Lichang-Chen / AlpaGasus

A better Alpaca Model Trained with Less Data (only 9k instructions of the original set)
https://lichang-chen.github.io/AlpaGasus/
19 stars 3 forks source link

Some questions about the setups of grader #2

Closed gauss5930 closed 1 year ago

gauss5930 commented 1 year ago

First, I want to convey the message that AlpaGasus inspired me a lot. Thank you for introducing wonderful research!!

At the moment, I am progressing with the project to make the QLoRA version of AlpaGasus, the evaluation of our model only has left. However, I have some questions about proceeding with the evaluation with GPT-4, so I leave the message in Issues!

As you see in the title of this issues, the content of the question is related to the setup of grader grading the response of models. In the paper, as far as I know, there are not any specific setups of grader such as temperature, top_p, and max_tokens. For better comprehension and research, I want to know the specific setups of grader(GPT-4)!! Could you let me know them??

Supplied data>
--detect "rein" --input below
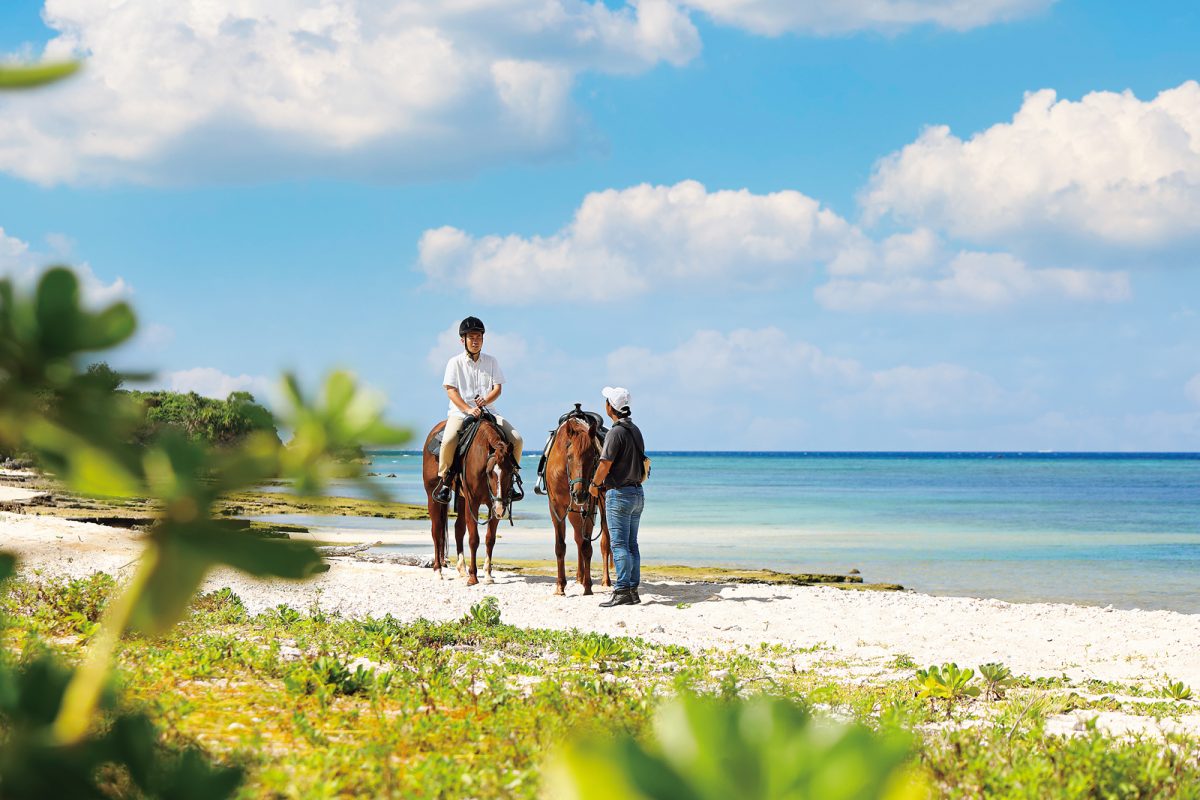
[458,423,523,528]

Directions for this task> Reproduce everything from "Some questions about the" down to "introducing wonderful research!!" in the AlpaGasus issue thread, word for word. The data isn't needed for this.

Your solution>
Some questions about the setups of grader #2

Closed gauss5930 closed 1 year ago

gauss5930 commented 1 year ago

First, I want to convey the message that AlpaGasus inspired me a lot. Thank you for introducing wonderful research!!